§ Short exercise
Exactly reproduce the lines from the line containing "Target: gathered waistband" to the end of the data below, inclusive, and nothing else.
* * * *
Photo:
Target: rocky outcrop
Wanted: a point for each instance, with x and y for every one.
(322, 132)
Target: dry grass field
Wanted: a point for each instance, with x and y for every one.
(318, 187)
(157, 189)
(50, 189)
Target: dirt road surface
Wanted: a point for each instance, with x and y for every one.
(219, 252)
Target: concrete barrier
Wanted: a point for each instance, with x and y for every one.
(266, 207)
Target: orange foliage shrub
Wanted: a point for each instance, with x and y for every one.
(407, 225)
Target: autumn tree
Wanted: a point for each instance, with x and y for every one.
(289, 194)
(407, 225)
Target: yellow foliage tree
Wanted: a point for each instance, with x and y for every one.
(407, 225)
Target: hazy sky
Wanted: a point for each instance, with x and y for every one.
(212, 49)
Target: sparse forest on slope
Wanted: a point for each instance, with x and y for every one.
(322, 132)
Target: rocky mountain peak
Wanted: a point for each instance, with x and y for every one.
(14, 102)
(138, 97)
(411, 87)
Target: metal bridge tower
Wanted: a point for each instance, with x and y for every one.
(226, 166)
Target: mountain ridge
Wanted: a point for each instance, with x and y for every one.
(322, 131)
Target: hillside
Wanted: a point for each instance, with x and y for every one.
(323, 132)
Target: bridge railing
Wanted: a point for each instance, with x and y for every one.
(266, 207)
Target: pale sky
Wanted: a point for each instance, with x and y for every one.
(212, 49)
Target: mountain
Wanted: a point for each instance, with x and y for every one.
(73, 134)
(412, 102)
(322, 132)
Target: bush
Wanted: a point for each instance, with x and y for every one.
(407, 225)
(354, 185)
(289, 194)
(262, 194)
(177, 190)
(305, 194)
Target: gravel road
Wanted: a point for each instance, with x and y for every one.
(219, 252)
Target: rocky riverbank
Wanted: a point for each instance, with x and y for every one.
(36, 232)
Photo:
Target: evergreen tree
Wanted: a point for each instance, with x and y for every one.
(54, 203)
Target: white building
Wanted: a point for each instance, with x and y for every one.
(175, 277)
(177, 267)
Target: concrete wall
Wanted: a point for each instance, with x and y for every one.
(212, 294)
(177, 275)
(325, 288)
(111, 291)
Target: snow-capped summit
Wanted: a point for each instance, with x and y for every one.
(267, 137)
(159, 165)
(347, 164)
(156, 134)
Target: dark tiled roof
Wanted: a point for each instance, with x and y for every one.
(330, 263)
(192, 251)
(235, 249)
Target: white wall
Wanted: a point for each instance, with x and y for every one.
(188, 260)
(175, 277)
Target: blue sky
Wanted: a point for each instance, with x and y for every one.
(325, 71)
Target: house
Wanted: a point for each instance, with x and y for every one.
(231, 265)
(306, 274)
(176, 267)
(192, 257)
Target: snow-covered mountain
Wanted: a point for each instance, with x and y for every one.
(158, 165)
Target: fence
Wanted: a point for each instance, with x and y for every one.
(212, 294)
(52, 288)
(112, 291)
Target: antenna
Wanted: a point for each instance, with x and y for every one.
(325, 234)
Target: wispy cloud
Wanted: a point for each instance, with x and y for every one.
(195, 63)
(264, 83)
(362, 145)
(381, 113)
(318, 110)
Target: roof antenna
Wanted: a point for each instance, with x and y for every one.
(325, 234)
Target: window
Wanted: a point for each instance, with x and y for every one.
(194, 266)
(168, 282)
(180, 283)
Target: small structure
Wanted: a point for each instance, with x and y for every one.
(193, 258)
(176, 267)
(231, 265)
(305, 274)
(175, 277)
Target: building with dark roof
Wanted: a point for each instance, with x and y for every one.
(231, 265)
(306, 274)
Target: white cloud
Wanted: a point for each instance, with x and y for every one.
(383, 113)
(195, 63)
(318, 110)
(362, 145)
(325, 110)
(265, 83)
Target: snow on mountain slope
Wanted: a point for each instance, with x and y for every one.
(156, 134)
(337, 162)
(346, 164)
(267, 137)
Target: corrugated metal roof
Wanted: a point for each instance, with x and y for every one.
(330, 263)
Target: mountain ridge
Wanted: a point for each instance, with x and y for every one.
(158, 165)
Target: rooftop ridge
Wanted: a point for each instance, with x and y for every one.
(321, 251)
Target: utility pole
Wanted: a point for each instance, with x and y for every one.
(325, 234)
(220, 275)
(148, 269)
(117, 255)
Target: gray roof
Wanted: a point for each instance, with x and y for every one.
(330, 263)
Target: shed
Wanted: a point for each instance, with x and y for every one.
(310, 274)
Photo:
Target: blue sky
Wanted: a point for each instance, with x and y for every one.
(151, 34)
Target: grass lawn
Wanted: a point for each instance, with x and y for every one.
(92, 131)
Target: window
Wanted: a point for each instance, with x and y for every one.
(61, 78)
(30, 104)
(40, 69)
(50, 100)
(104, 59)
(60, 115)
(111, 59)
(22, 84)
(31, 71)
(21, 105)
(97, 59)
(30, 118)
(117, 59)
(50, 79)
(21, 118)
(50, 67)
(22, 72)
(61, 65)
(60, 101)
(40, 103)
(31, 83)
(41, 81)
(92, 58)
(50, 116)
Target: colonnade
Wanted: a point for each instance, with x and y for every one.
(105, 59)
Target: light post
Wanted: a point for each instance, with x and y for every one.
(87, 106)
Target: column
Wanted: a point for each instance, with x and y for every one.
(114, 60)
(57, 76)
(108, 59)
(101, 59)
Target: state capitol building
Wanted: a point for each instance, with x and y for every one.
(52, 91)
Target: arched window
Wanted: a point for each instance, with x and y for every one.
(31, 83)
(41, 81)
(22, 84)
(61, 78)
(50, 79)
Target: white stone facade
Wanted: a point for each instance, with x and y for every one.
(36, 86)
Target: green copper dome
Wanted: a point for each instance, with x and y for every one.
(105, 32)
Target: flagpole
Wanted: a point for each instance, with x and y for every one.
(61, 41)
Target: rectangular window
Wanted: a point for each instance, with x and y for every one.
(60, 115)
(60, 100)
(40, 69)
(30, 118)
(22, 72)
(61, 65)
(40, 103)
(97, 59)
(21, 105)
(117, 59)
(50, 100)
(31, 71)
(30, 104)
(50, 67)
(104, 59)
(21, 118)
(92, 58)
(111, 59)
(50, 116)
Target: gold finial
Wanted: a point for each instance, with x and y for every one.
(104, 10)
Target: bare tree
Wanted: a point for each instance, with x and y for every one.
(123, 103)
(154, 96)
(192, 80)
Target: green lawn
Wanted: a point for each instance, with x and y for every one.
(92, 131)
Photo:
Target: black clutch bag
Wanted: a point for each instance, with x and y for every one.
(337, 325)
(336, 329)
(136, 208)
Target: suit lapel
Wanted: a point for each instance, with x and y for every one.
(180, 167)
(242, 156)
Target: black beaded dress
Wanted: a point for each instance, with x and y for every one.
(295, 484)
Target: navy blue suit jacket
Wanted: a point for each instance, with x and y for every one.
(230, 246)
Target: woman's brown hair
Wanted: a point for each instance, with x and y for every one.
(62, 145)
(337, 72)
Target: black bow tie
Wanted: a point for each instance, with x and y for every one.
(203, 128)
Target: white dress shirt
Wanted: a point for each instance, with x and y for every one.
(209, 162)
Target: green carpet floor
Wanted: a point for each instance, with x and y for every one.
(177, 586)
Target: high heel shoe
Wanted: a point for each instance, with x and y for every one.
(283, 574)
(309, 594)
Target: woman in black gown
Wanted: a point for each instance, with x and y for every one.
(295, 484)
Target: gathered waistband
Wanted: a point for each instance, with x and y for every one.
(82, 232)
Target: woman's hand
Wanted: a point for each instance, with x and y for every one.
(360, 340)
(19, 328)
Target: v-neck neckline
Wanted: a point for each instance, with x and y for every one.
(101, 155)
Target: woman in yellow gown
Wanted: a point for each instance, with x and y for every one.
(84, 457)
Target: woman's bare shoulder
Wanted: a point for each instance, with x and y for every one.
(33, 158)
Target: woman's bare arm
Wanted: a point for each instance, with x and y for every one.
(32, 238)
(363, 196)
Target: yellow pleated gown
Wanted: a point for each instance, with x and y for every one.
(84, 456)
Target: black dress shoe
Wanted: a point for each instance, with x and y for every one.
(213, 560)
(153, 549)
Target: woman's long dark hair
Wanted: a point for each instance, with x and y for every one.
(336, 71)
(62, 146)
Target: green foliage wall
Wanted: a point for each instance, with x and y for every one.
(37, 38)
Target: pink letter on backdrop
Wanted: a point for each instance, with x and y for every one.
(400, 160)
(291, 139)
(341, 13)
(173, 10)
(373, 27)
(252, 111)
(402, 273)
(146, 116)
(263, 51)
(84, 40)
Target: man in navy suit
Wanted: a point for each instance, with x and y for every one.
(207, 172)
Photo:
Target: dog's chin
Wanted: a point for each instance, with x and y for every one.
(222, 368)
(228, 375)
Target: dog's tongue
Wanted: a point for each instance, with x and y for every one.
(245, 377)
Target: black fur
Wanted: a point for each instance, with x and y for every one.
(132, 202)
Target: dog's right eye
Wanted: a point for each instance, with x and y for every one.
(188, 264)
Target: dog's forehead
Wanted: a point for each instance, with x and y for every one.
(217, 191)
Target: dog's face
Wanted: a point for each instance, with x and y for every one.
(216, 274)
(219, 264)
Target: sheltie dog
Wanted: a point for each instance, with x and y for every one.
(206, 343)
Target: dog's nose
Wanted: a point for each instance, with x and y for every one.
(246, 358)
* * * *
§ Solution to the problem
Target: gathered waistband
Wanted: a point for each instance, with x and y for every one.
(82, 232)
Target: woman's hand
Wanted: a point for each instance, with x and y for every one.
(360, 340)
(19, 328)
Target: v-neck neckline
Wanted: a point for each instance, with x and y for every one.
(101, 155)
Target: woman in yellow gown
Wanted: a point for each instance, with x and y for every one.
(84, 457)
Target: woman's bare shoulder
Wanted: a point for each instance, with x and y for every one.
(33, 158)
Target: woman's bare arm
Wanted: a point for each instance, with x and y for every one.
(32, 238)
(363, 196)
Target: yellow pleated gown
Wanted: a point for each instance, with x and y for every one.
(84, 456)
Target: black dress shoe
Wanted: a point for each instance, with x and y for every one.
(213, 560)
(153, 549)
Target: woman's long dark hair
Wanted: a point for each instance, with x and y for every one.
(336, 71)
(62, 146)
Target: green foliage wall
Wanted: a point for each instance, with x and y for every one.
(37, 38)
Target: pink letter on backdrop
Wanted: a point for each instance, with x and y for every one.
(400, 160)
(291, 139)
(341, 13)
(173, 10)
(373, 27)
(252, 111)
(402, 273)
(146, 116)
(263, 51)
(84, 40)
Target: man in navy suit
Wanted: a point for each instance, with x and y for every one.
(207, 172)
Photo:
Target: dog's chin
Wanted: a point for each instance, with x and y for every one.
(222, 368)
(228, 375)
Target: dog's tongue
Wanted: a point for each instance, with x and y for every one.
(245, 377)
Target: black fur
Wanted: a point for each instance, with x and y for every one.
(132, 202)
Target: dog's right eye
Wanted: a point for each instance, with x and y for every one.
(188, 264)
Target: dog's forehead
Wanted: a point for each instance, with x and y for every one.
(217, 191)
Target: dog's face
Wanted: a point for each instance, with x and y for every one.
(216, 274)
(219, 264)
Target: sheltie dog
Wanted: a point for each instance, with x and y for every one.
(206, 343)
Target: dog's nose
Wanted: a point for each instance, with x and y for every one.
(246, 358)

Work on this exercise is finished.